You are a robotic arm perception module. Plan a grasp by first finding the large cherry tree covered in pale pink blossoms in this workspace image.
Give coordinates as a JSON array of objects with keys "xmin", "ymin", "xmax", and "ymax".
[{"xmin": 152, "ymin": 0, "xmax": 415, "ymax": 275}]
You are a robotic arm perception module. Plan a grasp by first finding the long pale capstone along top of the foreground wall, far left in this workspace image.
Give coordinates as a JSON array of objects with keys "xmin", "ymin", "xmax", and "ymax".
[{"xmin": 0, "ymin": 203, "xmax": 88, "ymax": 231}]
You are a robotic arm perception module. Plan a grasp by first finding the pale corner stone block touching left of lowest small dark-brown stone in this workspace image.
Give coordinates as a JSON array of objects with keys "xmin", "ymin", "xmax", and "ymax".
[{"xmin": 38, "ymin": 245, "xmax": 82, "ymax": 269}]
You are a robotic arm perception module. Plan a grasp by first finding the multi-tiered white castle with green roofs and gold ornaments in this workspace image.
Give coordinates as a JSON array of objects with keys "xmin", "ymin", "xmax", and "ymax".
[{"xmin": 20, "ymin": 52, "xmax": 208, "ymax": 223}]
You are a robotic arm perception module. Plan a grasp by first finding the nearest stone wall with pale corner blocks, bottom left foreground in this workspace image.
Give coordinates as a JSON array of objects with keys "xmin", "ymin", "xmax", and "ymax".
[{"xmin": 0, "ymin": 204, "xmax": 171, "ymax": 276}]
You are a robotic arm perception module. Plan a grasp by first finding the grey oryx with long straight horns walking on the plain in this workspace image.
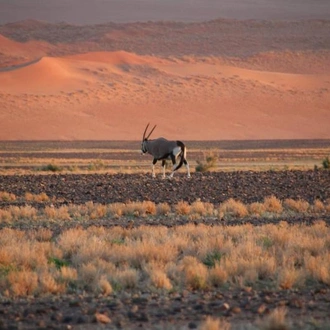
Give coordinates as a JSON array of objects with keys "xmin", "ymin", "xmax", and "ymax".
[{"xmin": 141, "ymin": 124, "xmax": 190, "ymax": 178}]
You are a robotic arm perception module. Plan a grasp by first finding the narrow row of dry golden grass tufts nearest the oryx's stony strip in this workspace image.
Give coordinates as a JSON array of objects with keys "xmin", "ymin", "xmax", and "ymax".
[{"xmin": 0, "ymin": 196, "xmax": 330, "ymax": 223}]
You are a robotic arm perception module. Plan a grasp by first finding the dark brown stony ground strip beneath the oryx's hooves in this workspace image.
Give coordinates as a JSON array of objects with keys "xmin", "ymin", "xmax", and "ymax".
[{"xmin": 0, "ymin": 170, "xmax": 330, "ymax": 207}]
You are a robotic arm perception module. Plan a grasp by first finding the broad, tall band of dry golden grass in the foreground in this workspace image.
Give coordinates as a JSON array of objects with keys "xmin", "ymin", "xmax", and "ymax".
[{"xmin": 0, "ymin": 217, "xmax": 330, "ymax": 296}]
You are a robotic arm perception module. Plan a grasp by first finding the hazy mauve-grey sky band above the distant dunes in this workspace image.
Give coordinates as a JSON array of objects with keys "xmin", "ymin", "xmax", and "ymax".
[{"xmin": 0, "ymin": 0, "xmax": 330, "ymax": 24}]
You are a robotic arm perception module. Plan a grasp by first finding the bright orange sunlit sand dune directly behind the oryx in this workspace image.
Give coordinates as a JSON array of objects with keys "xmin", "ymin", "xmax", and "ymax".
[{"xmin": 0, "ymin": 52, "xmax": 330, "ymax": 140}]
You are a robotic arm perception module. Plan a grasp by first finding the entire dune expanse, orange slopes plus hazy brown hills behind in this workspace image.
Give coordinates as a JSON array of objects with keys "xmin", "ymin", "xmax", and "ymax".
[{"xmin": 0, "ymin": 1, "xmax": 330, "ymax": 140}]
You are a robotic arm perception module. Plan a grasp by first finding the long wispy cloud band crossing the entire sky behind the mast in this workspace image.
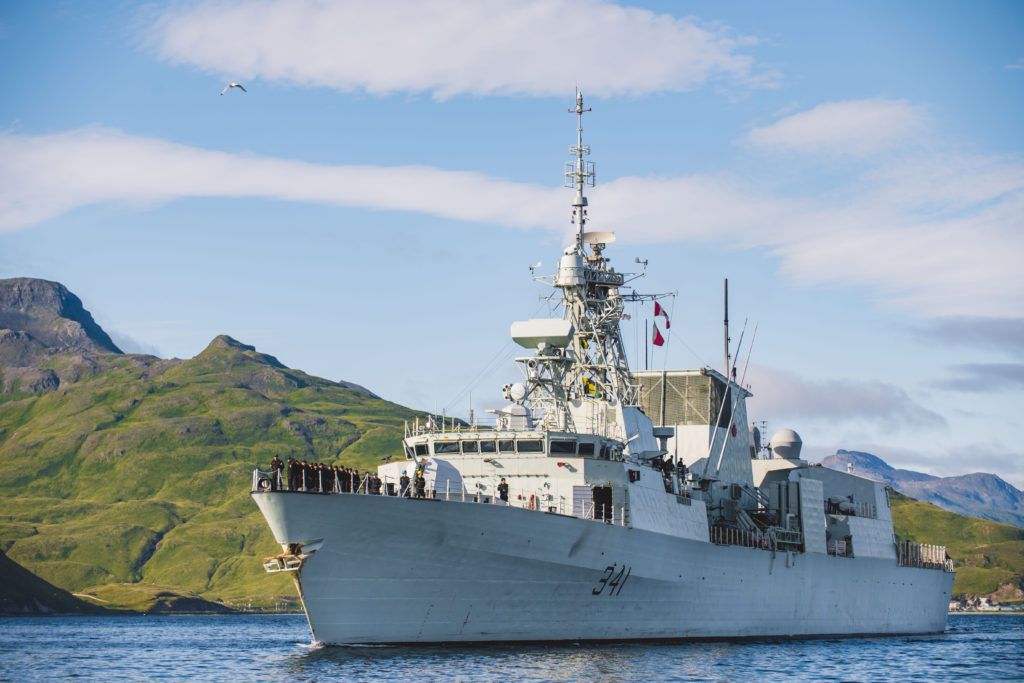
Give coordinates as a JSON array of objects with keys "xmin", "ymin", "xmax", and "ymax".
[{"xmin": 6, "ymin": 128, "xmax": 1024, "ymax": 317}]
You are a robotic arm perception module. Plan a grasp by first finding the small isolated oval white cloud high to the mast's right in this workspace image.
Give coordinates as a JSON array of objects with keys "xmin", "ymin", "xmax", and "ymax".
[{"xmin": 746, "ymin": 99, "xmax": 928, "ymax": 157}]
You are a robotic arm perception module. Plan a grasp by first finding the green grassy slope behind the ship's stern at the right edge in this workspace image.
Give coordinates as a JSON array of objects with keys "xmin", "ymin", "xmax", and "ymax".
[{"xmin": 890, "ymin": 492, "xmax": 1024, "ymax": 601}]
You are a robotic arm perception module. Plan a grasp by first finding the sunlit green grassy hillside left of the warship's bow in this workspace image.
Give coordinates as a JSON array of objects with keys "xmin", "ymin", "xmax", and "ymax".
[{"xmin": 0, "ymin": 337, "xmax": 415, "ymax": 606}]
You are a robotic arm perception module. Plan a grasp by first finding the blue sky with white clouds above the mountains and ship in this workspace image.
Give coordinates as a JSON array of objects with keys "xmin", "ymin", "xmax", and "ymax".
[{"xmin": 0, "ymin": 0, "xmax": 1024, "ymax": 487}]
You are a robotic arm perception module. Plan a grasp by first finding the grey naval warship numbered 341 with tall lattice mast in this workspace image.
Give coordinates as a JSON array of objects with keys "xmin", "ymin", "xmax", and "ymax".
[{"xmin": 252, "ymin": 92, "xmax": 954, "ymax": 644}]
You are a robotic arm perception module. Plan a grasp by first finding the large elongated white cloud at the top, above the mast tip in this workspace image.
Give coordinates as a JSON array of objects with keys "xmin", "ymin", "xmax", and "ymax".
[{"xmin": 142, "ymin": 0, "xmax": 775, "ymax": 98}]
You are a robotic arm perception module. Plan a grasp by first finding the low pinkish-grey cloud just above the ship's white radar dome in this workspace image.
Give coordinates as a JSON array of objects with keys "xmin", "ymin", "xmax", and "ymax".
[{"xmin": 751, "ymin": 367, "xmax": 947, "ymax": 436}]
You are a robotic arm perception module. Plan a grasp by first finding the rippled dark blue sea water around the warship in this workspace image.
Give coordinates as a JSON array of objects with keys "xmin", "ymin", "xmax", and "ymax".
[{"xmin": 0, "ymin": 614, "xmax": 1024, "ymax": 683}]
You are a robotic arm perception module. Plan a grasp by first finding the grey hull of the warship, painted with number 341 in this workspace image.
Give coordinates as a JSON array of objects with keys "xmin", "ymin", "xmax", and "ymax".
[{"xmin": 253, "ymin": 493, "xmax": 953, "ymax": 644}]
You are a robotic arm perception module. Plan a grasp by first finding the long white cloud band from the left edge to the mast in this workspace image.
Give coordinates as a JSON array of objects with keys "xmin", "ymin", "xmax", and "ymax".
[{"xmin": 0, "ymin": 128, "xmax": 564, "ymax": 230}]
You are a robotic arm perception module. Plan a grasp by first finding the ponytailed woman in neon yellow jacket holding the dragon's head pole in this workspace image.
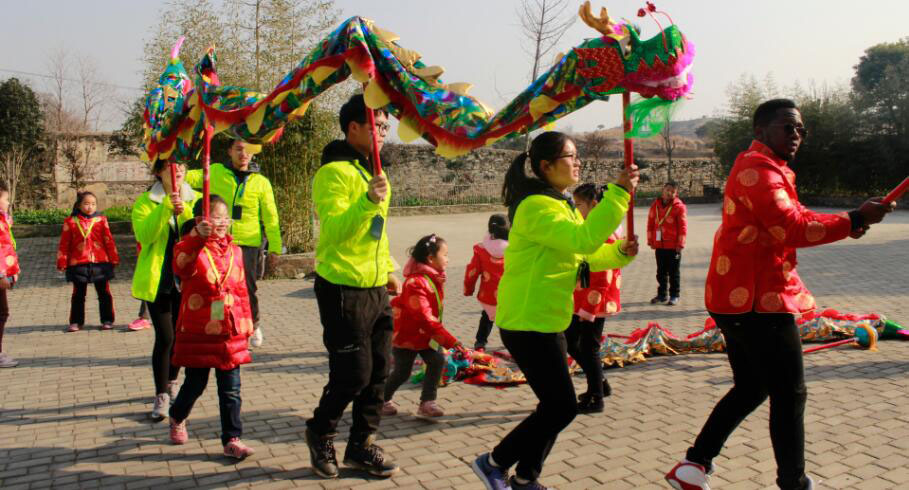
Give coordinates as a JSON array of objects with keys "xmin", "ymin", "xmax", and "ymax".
[{"xmin": 472, "ymin": 131, "xmax": 638, "ymax": 490}]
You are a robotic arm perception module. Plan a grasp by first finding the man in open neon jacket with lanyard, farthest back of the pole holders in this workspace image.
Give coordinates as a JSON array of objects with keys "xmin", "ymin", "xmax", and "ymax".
[{"xmin": 186, "ymin": 140, "xmax": 282, "ymax": 347}]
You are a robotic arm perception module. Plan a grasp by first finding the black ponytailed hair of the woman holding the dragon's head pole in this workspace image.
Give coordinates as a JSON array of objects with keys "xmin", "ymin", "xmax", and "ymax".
[{"xmin": 502, "ymin": 131, "xmax": 571, "ymax": 208}]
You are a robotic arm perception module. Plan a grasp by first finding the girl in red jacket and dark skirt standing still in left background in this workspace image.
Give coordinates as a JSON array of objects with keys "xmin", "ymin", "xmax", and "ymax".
[{"xmin": 57, "ymin": 191, "xmax": 120, "ymax": 332}]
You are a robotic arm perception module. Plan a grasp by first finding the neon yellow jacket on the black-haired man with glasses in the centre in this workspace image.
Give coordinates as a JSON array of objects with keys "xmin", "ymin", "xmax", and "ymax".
[{"xmin": 312, "ymin": 155, "xmax": 395, "ymax": 288}]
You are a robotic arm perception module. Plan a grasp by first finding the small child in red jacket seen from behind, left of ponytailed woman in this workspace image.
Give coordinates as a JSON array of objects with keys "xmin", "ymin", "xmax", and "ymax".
[{"xmin": 464, "ymin": 214, "xmax": 508, "ymax": 352}]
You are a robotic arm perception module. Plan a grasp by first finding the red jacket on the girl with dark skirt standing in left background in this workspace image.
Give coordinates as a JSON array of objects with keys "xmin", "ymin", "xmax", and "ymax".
[{"xmin": 57, "ymin": 214, "xmax": 120, "ymax": 270}]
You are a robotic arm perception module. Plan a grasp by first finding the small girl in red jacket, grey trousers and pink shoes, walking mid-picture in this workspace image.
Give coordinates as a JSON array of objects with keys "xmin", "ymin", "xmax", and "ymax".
[{"xmin": 382, "ymin": 234, "xmax": 464, "ymax": 417}]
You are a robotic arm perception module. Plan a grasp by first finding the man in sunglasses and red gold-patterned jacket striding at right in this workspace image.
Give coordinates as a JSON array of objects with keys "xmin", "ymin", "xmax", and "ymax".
[{"xmin": 666, "ymin": 99, "xmax": 893, "ymax": 489}]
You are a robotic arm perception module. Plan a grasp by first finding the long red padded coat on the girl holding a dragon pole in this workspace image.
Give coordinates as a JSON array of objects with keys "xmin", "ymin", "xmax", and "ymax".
[{"xmin": 173, "ymin": 231, "xmax": 253, "ymax": 370}]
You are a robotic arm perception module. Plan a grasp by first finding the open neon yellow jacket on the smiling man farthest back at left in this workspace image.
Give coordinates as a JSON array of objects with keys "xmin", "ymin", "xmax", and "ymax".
[{"xmin": 186, "ymin": 163, "xmax": 282, "ymax": 254}]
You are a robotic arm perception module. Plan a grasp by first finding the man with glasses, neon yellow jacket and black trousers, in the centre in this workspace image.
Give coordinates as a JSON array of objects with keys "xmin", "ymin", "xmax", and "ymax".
[{"xmin": 306, "ymin": 94, "xmax": 401, "ymax": 478}]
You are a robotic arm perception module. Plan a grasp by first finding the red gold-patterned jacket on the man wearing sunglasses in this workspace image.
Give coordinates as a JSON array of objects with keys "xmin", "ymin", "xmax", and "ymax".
[{"xmin": 704, "ymin": 141, "xmax": 852, "ymax": 314}]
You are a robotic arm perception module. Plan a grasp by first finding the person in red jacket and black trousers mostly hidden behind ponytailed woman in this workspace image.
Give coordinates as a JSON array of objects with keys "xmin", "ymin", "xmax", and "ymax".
[{"xmin": 565, "ymin": 183, "xmax": 622, "ymax": 413}]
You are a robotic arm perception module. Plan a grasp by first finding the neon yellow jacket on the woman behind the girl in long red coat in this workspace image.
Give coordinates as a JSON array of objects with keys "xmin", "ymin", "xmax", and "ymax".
[{"xmin": 132, "ymin": 182, "xmax": 201, "ymax": 301}]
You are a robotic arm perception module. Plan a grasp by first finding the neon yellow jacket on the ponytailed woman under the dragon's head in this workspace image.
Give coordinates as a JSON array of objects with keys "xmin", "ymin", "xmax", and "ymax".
[{"xmin": 496, "ymin": 185, "xmax": 634, "ymax": 333}]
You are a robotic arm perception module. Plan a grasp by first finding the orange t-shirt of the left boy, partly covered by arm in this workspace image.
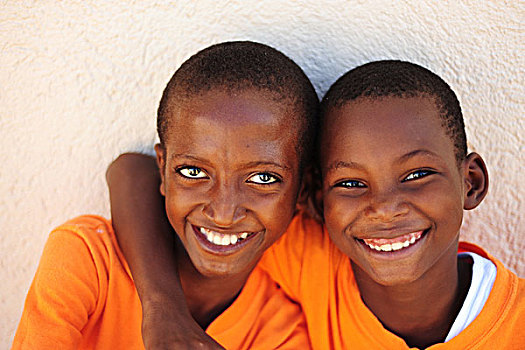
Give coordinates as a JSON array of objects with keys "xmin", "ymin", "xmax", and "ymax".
[{"xmin": 13, "ymin": 216, "xmax": 310, "ymax": 350}]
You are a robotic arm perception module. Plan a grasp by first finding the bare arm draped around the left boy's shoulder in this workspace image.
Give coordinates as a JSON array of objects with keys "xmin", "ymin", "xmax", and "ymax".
[{"xmin": 106, "ymin": 153, "xmax": 222, "ymax": 349}]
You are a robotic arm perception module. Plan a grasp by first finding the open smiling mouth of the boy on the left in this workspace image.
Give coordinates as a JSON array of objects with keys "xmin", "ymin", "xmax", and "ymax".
[{"xmin": 192, "ymin": 225, "xmax": 262, "ymax": 252}]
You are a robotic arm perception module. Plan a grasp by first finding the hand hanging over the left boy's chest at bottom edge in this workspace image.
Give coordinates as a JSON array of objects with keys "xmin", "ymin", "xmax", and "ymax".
[{"xmin": 142, "ymin": 302, "xmax": 224, "ymax": 350}]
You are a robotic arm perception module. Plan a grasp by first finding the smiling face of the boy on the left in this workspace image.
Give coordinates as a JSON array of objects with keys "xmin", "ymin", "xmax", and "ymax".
[{"xmin": 156, "ymin": 90, "xmax": 300, "ymax": 276}]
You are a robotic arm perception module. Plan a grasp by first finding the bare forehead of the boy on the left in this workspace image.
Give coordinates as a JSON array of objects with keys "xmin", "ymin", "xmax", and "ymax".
[{"xmin": 165, "ymin": 90, "xmax": 298, "ymax": 165}]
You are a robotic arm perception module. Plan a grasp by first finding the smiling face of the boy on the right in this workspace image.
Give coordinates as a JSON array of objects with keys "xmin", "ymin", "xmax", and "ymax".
[{"xmin": 322, "ymin": 97, "xmax": 469, "ymax": 285}]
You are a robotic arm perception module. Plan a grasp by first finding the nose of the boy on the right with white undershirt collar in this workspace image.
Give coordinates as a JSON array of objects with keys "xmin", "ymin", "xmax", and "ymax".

════════════════

▸ **Prompt**: Go through the records from the first line and copy each one exactly, ending after the line that contains "stone in this workspace image.". Give nothing else.

▸ **Exercise result**:
You are a robotic arm perception module. Plan a grasp by first finding the large cherry tree covered in pale pink blossoms in this workspace image.
Give coordinates as a JSON array of objects with keys "xmin", "ymin", "xmax", and "ymax".
[{"xmin": 152, "ymin": 0, "xmax": 415, "ymax": 275}]
You are a robotic arm perception module. Plan a grasp by first finding the long pale capstone along top of the foreground wall, far left in this workspace image.
Give coordinates as a JSON array of objects with keys "xmin", "ymin", "xmax", and "ymax".
[{"xmin": 0, "ymin": 203, "xmax": 88, "ymax": 231}]
You are a robotic arm perception module. Plan a grasp by first finding the pale corner stone block touching left of lowest small dark-brown stone in this workspace image.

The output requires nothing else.